_TASK PROMPT_.
Print, please, the line that contains "Where can the leafy" and each line after it to the end of the entries, unchanged and with nothing else.
Start of DATA FOR PROCESSING
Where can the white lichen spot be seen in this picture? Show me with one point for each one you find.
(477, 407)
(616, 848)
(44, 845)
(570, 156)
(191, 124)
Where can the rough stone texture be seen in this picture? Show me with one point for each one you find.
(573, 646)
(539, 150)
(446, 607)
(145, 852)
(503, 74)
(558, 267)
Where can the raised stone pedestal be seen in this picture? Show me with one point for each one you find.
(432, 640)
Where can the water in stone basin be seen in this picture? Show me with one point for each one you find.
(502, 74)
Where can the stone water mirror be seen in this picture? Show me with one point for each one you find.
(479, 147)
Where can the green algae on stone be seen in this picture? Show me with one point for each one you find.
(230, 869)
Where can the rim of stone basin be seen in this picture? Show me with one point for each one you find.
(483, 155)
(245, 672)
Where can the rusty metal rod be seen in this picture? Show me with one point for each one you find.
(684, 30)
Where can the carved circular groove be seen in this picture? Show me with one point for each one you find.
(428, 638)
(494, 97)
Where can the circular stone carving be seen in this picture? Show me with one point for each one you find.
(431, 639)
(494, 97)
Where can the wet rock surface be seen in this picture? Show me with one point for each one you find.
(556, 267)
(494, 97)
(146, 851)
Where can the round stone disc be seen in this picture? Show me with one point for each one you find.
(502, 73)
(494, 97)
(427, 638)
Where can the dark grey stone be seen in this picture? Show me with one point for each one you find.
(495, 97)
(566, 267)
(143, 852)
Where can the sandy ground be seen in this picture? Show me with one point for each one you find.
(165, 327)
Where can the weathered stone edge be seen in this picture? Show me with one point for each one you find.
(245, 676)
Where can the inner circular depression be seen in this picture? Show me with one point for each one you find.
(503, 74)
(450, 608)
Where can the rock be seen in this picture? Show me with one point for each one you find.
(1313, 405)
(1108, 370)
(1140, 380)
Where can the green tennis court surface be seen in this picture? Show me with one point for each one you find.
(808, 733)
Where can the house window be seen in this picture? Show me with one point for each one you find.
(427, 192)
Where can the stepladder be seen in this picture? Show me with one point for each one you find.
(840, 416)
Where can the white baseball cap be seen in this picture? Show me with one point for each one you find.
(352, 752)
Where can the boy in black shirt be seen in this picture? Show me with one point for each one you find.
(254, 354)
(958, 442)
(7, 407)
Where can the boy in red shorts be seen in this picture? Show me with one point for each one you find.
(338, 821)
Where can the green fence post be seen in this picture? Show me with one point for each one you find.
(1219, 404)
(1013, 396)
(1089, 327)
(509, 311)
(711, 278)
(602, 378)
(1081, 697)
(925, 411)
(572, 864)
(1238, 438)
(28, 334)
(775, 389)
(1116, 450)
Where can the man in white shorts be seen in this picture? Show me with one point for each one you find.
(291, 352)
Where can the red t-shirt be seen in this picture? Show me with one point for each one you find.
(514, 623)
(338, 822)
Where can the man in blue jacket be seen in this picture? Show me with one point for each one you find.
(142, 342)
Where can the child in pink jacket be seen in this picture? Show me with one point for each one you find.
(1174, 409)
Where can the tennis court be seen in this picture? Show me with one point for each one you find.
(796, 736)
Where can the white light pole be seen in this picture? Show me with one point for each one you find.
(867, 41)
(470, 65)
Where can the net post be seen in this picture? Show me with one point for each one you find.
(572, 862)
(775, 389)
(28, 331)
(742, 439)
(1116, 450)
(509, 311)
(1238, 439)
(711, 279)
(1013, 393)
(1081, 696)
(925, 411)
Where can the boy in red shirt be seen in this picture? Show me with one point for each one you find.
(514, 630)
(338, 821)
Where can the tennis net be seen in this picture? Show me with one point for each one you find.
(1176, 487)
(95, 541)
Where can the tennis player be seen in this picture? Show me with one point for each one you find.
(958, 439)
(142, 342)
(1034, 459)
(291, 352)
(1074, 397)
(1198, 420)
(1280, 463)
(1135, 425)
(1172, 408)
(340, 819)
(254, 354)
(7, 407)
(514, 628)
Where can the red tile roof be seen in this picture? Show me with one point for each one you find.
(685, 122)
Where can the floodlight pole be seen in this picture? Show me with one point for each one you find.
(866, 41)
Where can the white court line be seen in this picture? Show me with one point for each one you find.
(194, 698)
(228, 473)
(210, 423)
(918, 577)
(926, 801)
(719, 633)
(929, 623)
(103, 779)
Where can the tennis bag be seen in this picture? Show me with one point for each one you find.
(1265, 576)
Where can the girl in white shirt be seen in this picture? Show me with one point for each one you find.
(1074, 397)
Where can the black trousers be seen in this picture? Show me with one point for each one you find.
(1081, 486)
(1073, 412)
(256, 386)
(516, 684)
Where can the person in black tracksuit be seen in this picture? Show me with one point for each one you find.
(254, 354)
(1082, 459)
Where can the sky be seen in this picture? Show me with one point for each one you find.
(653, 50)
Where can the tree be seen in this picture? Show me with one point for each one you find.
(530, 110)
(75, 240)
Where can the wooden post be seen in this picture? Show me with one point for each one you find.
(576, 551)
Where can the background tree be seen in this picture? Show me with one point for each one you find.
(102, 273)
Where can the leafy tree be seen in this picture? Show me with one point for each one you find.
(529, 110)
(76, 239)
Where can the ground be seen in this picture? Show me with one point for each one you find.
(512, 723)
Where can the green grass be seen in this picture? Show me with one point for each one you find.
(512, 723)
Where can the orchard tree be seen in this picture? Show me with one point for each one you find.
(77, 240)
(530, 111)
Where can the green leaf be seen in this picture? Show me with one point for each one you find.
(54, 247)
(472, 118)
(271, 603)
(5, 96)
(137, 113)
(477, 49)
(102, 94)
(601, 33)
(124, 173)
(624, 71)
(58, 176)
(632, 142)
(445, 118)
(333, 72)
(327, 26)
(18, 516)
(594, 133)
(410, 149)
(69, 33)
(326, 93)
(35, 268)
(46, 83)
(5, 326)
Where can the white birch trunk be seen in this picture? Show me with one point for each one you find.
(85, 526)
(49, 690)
End of DATA FOR PROCESSING
_WRITTEN RESPONSE_.
Where can the leafy tree be seen in this picture? Show me with one point for each one you find.
(529, 110)
(76, 239)
Where can the ground be seen in this picture? Show me with one point for each one you find.
(512, 723)
Where can the green grass be seen in this picture? Show me with one point for each one you find.
(512, 723)
Where can the orchard tree be seen in this picture? Show me with one point for each one you find.
(77, 240)
(530, 111)
Where can the green leaf be seen in this picture? Show me with one point for each one you find.
(54, 247)
(472, 118)
(271, 603)
(5, 96)
(137, 113)
(477, 49)
(102, 94)
(601, 33)
(124, 173)
(624, 71)
(58, 176)
(632, 142)
(445, 118)
(333, 72)
(327, 26)
(18, 516)
(594, 133)
(410, 149)
(69, 33)
(326, 93)
(35, 268)
(46, 83)
(5, 326)
Where can the white birch trunk be seen in this picture? Show me with one point for each one you find.
(85, 526)
(49, 690)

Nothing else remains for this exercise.